TASK PROMPT | From the listing below, select every line where the word "circuit" appears.

__________________________________________________

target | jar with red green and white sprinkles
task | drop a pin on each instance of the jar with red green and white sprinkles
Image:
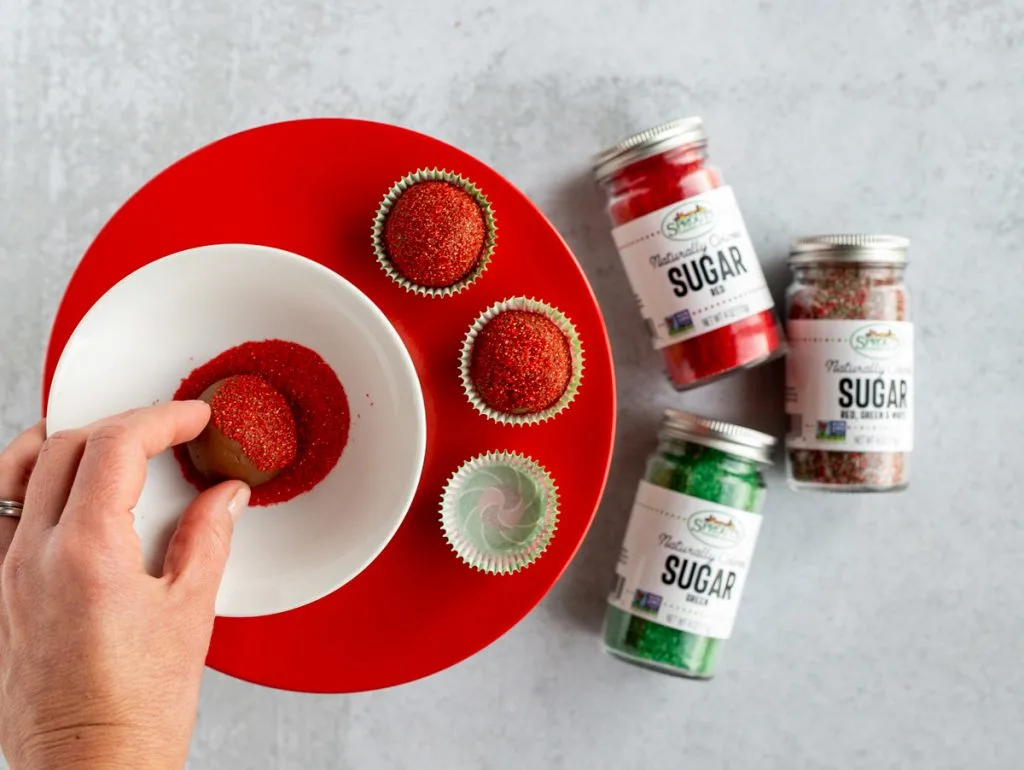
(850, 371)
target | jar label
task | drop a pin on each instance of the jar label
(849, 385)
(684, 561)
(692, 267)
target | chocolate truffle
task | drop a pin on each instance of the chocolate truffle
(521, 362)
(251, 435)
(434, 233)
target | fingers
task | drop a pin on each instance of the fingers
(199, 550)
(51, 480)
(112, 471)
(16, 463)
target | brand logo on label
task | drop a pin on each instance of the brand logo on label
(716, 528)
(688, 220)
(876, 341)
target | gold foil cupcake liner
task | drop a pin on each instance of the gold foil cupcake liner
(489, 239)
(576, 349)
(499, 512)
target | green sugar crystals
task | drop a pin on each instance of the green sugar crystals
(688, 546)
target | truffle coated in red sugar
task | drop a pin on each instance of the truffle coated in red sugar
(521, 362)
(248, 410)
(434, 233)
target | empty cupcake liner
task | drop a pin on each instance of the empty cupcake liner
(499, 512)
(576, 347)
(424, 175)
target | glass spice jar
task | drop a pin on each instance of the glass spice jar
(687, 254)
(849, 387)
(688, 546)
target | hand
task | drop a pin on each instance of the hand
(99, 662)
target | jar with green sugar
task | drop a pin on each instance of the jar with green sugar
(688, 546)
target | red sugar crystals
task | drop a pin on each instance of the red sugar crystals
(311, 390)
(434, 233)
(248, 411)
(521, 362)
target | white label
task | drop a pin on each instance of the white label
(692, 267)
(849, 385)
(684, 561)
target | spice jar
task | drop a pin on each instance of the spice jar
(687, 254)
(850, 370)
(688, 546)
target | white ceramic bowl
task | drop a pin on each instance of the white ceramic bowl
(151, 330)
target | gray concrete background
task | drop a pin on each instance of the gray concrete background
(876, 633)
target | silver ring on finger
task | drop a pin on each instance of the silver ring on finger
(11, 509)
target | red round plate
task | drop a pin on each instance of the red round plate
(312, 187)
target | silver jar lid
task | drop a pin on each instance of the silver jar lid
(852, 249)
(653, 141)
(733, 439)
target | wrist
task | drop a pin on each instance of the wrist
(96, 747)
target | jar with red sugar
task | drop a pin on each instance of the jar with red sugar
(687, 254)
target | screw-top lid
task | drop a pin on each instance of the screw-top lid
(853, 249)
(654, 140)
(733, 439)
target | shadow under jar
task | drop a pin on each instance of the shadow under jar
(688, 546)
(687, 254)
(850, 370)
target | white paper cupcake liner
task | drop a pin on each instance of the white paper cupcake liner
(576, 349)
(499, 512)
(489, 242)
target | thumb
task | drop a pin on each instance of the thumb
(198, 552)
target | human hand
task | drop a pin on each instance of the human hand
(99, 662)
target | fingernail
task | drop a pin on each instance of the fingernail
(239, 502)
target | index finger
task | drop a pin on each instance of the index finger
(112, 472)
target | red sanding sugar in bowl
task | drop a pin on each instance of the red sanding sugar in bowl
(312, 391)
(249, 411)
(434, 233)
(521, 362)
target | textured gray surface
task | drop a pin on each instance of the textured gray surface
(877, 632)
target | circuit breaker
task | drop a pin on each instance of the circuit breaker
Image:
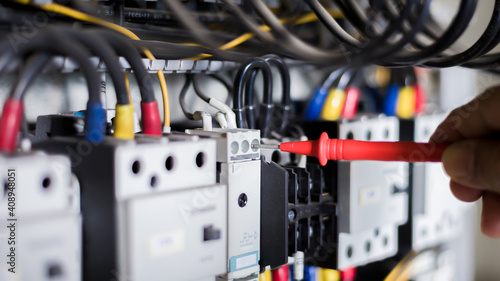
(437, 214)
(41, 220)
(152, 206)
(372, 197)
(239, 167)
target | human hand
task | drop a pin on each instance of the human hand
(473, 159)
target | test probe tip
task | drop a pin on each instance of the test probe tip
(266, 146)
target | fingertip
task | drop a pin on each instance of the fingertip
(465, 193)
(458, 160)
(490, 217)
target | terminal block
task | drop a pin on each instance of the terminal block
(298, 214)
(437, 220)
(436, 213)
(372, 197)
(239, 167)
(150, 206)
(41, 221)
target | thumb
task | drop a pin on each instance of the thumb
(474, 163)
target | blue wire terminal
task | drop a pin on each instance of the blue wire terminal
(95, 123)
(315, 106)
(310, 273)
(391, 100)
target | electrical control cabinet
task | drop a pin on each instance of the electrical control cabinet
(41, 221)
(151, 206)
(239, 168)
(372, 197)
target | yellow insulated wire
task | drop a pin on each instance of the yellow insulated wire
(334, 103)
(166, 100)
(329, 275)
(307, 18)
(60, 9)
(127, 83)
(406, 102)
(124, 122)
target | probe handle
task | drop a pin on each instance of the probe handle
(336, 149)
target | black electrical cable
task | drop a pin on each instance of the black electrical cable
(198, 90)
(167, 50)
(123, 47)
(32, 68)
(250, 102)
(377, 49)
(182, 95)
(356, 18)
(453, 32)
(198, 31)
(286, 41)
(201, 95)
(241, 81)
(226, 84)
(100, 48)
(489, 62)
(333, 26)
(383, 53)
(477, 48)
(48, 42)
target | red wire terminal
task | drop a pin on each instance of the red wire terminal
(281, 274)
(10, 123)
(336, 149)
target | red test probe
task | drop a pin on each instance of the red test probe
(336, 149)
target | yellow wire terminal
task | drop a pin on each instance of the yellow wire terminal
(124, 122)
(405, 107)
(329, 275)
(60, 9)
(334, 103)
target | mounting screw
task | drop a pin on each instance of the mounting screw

__________________________________________________

EXERCISE ANSWER |
target | circuit breaker
task | drop a pin on each instance of the circuit breaker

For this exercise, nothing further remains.